[Stored records]
*** Begin section ***
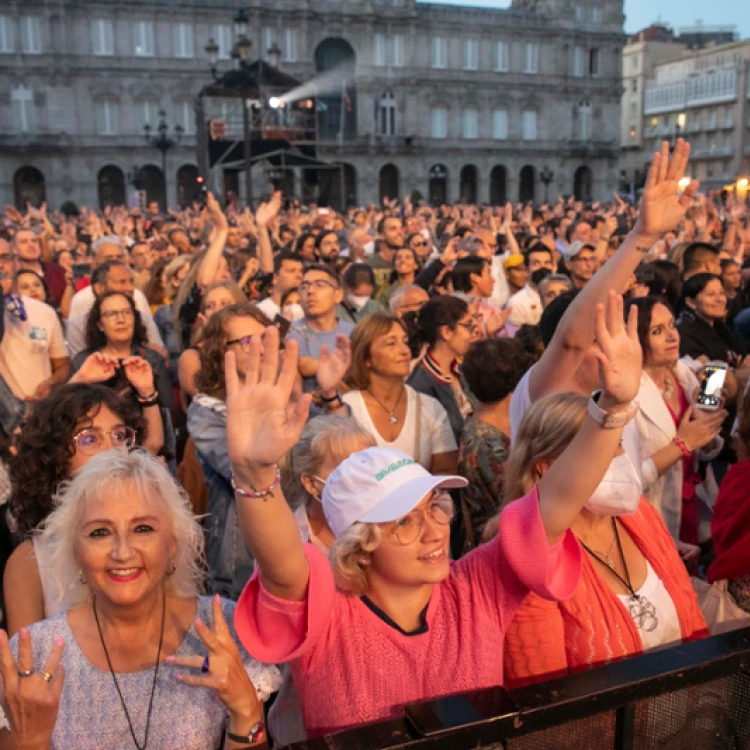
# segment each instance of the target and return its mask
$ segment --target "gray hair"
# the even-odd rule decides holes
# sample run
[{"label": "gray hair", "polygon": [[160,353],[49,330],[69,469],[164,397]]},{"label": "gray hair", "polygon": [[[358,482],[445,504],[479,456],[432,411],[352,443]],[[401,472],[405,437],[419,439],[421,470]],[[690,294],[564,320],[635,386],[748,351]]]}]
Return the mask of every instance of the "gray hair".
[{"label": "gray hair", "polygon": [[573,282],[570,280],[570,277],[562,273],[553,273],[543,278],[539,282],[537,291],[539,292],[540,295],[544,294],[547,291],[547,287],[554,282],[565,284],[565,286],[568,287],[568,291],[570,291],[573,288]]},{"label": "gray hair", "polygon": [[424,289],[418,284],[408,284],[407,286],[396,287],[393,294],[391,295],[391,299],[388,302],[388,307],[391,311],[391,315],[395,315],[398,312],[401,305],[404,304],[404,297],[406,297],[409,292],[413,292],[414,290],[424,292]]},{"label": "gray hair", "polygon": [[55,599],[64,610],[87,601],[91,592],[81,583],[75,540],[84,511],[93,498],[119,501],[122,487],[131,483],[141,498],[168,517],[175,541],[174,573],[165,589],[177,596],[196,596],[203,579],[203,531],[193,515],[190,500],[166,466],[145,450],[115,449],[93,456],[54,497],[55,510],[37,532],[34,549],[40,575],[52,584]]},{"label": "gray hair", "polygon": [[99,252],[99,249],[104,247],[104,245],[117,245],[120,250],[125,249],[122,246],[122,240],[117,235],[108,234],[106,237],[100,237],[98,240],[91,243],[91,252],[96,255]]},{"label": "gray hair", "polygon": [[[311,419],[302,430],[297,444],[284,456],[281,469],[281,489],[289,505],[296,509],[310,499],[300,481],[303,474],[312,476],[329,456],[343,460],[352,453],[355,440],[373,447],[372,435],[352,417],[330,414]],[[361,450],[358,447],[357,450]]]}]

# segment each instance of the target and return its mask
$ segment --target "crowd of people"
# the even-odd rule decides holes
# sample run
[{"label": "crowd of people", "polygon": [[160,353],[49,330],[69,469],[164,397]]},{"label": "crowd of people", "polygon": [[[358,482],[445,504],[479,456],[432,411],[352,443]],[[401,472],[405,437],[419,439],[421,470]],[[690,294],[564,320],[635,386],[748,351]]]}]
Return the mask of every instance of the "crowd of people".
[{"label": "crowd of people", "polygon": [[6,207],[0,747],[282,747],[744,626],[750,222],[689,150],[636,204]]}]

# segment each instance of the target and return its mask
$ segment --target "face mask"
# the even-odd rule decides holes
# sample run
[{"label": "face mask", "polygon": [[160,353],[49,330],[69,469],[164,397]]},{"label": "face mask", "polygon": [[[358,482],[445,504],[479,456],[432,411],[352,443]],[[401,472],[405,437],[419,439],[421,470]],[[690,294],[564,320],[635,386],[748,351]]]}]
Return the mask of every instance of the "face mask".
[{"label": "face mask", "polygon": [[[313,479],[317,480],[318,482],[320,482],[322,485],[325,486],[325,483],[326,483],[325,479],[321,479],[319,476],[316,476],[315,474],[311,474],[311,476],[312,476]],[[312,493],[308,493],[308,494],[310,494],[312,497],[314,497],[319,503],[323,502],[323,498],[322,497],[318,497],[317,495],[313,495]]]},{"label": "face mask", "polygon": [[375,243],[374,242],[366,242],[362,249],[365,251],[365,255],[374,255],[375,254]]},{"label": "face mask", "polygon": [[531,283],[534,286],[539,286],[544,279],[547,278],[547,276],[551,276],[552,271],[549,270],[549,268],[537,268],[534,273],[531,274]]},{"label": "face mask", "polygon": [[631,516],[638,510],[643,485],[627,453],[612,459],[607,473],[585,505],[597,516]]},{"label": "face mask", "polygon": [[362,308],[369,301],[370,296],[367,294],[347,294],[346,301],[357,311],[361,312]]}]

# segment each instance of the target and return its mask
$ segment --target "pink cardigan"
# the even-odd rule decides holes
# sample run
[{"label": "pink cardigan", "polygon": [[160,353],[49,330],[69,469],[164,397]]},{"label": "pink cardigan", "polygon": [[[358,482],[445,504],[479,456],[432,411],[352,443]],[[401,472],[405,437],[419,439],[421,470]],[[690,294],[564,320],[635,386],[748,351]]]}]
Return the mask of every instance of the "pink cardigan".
*** End section ***
* About this exercise: Your task is to copy every line in the entries that holds the string "cardigan".

* Output of the task:
$ segment --target "pink cardigan"
[{"label": "pink cardigan", "polygon": [[160,353],[49,330],[69,469],[164,397]]},{"label": "pink cardigan", "polygon": [[[358,482],[445,504],[479,456],[432,411],[352,443]],[[401,472],[405,437],[419,439],[421,470]],[[690,294],[564,320],[635,386],[748,351]]]}]
Return the mask of every instance of the "pink cardigan".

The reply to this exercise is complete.